§ **Supplied information**:

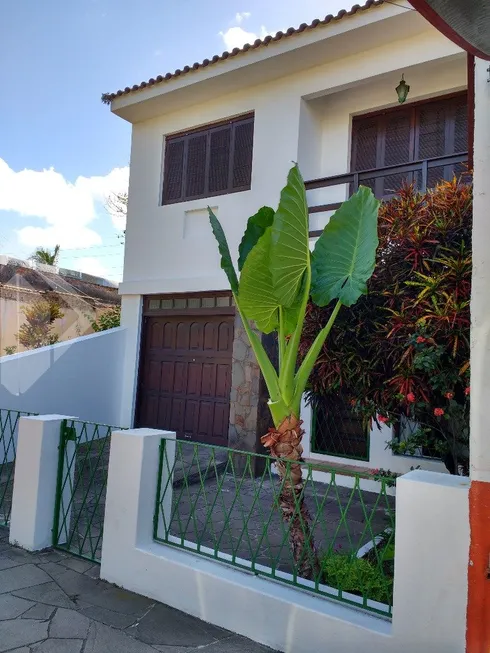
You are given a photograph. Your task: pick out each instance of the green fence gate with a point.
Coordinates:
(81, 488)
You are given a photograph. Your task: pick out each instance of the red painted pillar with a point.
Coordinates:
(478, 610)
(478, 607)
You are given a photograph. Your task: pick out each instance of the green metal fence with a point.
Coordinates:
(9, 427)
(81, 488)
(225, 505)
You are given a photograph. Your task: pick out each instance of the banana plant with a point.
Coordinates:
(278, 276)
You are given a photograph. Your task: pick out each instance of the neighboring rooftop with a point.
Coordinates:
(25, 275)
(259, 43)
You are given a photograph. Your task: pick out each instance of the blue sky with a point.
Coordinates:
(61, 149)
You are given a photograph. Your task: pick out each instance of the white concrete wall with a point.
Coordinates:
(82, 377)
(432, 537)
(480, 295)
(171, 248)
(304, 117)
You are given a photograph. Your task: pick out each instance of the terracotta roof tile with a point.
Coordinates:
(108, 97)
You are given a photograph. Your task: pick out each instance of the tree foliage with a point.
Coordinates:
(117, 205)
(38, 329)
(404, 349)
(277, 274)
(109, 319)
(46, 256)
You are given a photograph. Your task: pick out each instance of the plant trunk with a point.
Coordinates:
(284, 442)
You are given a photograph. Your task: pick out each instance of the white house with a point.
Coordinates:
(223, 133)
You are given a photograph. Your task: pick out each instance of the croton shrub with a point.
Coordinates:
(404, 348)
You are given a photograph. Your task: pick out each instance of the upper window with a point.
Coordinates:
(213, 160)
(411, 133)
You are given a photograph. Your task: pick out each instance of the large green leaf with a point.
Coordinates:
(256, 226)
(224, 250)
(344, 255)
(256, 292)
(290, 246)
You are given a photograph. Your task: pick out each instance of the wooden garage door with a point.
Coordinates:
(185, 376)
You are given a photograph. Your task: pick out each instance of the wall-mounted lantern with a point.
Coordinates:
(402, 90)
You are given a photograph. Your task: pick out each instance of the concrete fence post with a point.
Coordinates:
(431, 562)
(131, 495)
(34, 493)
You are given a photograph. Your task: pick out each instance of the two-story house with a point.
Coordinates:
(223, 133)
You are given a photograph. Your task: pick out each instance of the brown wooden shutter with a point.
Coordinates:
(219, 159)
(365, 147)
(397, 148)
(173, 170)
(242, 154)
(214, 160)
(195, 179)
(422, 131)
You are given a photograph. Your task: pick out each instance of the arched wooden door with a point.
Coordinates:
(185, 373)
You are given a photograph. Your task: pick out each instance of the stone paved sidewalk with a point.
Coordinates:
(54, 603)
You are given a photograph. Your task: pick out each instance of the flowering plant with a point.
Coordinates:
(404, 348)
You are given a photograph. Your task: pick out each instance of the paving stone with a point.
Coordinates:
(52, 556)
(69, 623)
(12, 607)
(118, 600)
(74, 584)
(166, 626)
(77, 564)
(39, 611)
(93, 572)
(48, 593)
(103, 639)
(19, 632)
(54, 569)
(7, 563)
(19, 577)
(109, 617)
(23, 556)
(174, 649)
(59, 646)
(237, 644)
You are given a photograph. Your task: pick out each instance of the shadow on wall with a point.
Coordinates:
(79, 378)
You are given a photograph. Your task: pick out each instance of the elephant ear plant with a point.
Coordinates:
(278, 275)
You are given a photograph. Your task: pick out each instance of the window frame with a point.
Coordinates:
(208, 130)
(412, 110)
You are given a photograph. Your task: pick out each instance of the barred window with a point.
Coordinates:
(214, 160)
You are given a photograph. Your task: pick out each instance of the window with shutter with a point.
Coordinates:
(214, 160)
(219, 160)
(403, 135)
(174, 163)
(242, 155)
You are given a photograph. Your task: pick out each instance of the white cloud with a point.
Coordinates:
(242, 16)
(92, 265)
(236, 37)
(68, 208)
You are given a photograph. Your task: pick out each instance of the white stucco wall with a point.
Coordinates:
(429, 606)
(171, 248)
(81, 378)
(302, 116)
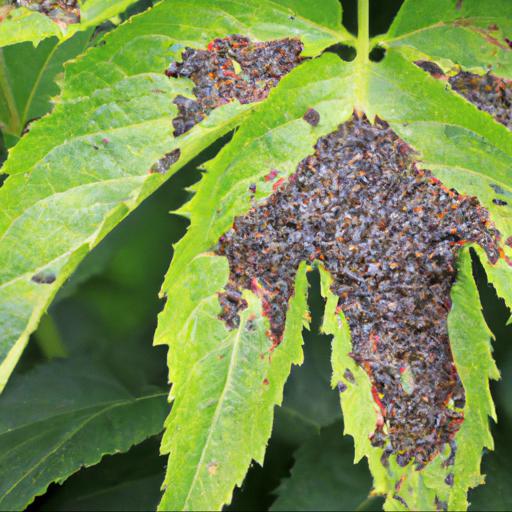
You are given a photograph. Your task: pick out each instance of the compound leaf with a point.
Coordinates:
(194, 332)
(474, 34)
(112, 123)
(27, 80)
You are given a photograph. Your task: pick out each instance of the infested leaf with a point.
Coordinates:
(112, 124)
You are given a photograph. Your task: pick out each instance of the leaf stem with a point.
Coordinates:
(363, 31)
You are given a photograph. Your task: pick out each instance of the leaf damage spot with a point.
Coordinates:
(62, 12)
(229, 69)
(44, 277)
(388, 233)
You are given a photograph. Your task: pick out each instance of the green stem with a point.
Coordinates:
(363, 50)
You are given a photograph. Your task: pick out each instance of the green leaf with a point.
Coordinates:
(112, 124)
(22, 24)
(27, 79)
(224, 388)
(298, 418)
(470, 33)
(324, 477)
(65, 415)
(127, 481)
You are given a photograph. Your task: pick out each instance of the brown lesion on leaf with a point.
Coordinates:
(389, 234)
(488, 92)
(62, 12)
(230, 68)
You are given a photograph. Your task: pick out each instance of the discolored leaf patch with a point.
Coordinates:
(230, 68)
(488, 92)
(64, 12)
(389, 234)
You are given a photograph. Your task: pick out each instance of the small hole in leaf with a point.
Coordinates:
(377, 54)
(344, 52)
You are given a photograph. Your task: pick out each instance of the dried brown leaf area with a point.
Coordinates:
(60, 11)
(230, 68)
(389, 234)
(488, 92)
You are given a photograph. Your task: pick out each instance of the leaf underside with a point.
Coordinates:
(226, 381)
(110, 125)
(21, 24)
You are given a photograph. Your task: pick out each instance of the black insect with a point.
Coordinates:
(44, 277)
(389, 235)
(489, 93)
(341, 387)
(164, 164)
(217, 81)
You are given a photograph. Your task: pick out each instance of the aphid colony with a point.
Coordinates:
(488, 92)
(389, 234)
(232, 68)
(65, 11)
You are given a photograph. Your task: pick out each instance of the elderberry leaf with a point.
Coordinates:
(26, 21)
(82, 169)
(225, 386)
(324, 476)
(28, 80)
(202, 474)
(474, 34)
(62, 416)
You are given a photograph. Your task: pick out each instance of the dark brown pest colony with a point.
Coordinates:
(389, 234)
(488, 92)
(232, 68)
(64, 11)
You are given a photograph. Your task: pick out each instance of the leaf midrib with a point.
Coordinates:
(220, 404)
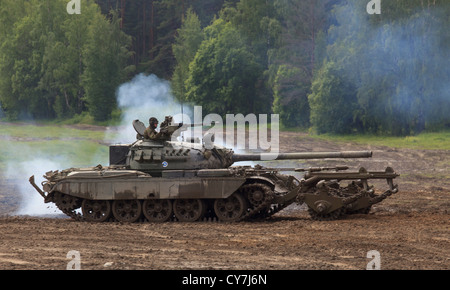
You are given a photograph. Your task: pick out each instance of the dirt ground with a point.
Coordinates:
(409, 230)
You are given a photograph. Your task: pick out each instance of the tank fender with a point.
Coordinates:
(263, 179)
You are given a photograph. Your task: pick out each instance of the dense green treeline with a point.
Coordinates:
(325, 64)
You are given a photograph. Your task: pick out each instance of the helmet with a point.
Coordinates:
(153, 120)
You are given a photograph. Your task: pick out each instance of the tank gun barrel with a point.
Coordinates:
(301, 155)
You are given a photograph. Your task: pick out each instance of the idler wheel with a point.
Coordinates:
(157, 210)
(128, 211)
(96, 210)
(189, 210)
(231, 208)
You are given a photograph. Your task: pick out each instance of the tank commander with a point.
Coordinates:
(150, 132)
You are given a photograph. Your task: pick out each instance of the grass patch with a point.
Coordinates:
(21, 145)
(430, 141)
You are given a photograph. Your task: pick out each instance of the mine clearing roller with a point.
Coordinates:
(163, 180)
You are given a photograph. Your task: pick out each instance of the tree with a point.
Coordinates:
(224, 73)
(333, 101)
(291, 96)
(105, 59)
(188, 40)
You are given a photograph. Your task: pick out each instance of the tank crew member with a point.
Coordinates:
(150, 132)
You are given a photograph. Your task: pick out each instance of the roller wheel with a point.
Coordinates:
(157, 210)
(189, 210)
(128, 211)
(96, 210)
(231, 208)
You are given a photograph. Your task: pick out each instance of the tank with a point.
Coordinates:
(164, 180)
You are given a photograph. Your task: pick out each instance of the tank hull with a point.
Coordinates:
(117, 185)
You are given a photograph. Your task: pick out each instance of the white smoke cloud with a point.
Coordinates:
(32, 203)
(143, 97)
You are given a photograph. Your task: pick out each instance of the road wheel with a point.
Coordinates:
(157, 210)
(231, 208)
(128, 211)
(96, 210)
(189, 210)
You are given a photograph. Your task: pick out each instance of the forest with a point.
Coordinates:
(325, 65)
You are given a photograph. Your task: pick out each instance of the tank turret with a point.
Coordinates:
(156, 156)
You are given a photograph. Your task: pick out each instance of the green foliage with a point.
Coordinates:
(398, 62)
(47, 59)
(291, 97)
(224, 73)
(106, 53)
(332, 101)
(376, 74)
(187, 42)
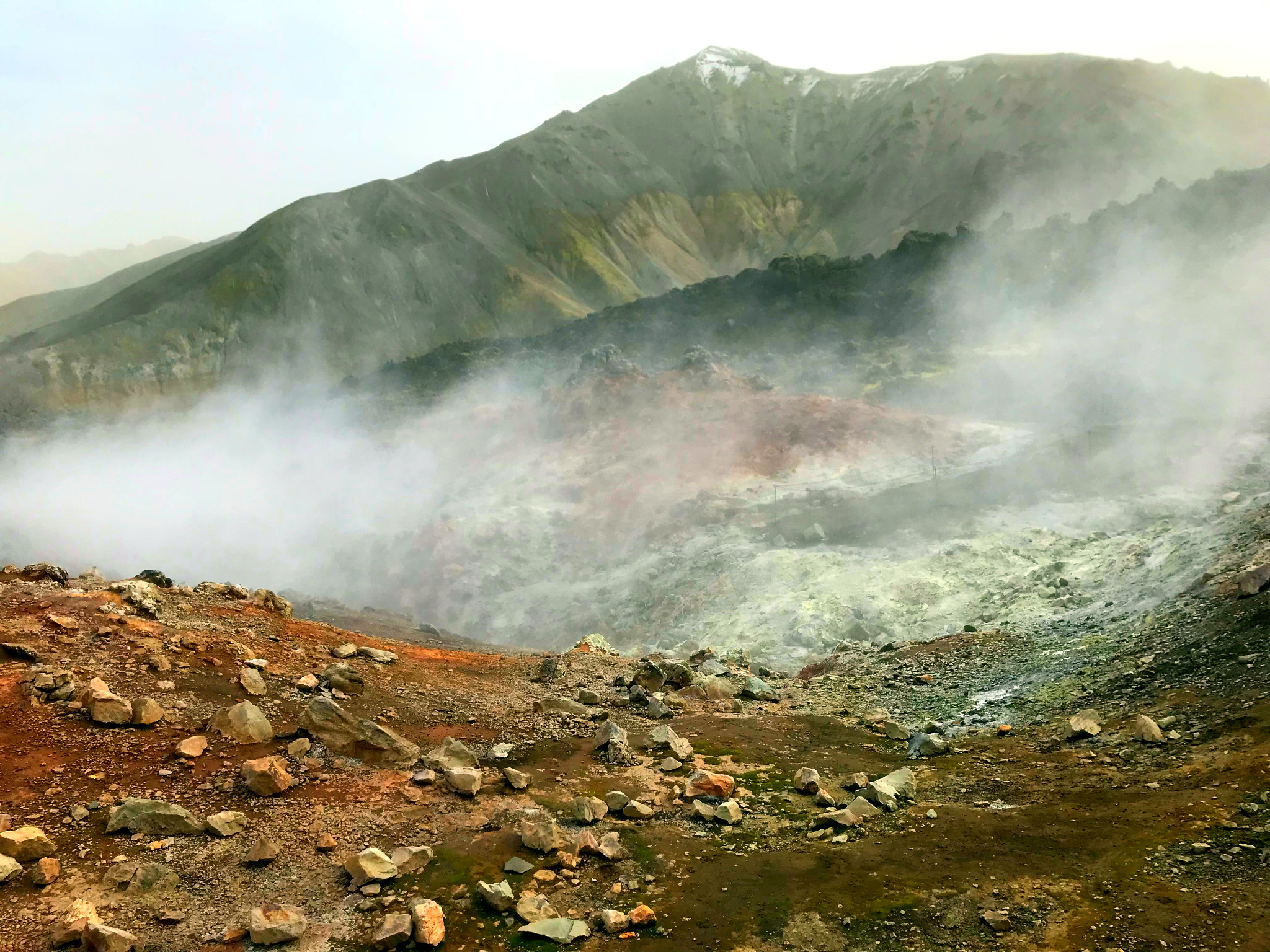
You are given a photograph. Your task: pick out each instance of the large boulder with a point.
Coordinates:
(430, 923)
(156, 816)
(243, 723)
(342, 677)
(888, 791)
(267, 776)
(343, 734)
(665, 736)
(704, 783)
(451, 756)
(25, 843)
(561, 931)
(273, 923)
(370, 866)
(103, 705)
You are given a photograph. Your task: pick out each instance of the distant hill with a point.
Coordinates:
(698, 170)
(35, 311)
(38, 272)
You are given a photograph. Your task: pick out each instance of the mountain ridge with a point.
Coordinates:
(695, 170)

§ **Your instructions**:
Reproduce the items verbatim, from the line containing "tank with a point." through the end of the items. Leave out the pictures.

§ **Exercise output**:
You are given a photograph. Your task: pick out each instance of the tank with a point.
Coordinates:
(164, 180)
You are given a photograph. Your task: pick out each instance of the tank hull with a point.
Coordinates:
(117, 185)
You are given a photograph. Your task: pick out each instance of the white smoke cloud with a point.
Coordinates:
(32, 203)
(143, 97)
You are given a photograph. Your task: pick out each instance of the road wheel with a point.
Coordinates:
(157, 210)
(231, 208)
(128, 211)
(96, 210)
(189, 210)
You are given a photograph. Your task: pick out each instance of the forest with a point.
Coordinates:
(325, 65)
You are given a photograph. Your task: pick out each instance of the tank turret with a point.
Coordinates:
(156, 156)
You are given a photograph. Your task: pick out each instance of the green foliage with a point.
Coordinates:
(398, 62)
(47, 59)
(291, 97)
(224, 73)
(106, 53)
(332, 101)
(376, 74)
(187, 42)
You are given a photograph. Your task: pick out each instance of the large boulder with a point.
Coordinates:
(430, 923)
(156, 816)
(243, 723)
(342, 677)
(888, 791)
(267, 776)
(343, 734)
(665, 736)
(704, 783)
(451, 756)
(25, 843)
(561, 931)
(273, 923)
(370, 866)
(103, 705)
You are given a photograph. Your task: pick out each instance of the distant hill with a point.
Coordinates:
(698, 170)
(35, 311)
(38, 272)
You are given a photograph. Your task: pick out each instance of the mountain ridge with a point.
Coordinates:
(695, 170)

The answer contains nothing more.